The problem -
Scan the data below and copy each line where "blurred" occurs.

Saved entries:
▶
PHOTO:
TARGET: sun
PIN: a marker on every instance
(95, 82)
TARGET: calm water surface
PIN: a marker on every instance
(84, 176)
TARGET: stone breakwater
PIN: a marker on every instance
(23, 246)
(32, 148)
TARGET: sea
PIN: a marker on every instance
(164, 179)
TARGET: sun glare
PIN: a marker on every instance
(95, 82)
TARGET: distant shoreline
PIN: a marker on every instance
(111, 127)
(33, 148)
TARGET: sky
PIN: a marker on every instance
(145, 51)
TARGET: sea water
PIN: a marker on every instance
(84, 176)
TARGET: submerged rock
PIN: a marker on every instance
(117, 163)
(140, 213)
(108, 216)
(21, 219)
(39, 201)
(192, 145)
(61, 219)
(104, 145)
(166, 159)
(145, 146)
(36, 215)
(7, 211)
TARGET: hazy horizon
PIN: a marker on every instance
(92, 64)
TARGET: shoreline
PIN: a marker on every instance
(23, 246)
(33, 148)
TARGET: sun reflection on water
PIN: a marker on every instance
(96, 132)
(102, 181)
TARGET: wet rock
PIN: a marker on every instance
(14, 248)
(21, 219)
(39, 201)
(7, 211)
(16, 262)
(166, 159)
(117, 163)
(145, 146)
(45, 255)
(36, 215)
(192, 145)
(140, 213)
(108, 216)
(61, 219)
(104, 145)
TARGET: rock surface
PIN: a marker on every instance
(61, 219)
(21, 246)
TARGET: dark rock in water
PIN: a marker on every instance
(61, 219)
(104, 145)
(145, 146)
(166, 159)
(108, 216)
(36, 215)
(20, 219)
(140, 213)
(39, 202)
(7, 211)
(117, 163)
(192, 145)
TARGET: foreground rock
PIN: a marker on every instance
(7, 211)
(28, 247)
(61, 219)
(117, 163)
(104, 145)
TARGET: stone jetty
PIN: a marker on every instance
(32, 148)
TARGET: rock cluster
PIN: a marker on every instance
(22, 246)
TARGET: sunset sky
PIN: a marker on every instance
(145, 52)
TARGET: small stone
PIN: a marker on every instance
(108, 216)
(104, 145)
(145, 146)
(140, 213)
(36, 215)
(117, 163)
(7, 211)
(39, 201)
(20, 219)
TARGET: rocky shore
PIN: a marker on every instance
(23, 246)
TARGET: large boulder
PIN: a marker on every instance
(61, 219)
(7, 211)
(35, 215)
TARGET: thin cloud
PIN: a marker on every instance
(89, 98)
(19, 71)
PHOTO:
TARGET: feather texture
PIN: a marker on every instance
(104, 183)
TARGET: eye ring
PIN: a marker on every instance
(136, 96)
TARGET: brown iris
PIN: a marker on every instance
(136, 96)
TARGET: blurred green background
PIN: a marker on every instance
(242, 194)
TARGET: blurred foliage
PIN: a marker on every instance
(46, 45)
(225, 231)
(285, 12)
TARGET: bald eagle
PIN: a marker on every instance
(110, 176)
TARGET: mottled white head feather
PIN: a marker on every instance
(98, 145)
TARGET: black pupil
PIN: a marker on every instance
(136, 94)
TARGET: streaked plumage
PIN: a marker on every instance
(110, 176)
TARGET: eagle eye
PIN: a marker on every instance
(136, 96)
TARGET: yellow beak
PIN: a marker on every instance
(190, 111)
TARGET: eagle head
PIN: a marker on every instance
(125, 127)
◀
Answer box -
TARGET: blurred green background
TARGET: blurred foliage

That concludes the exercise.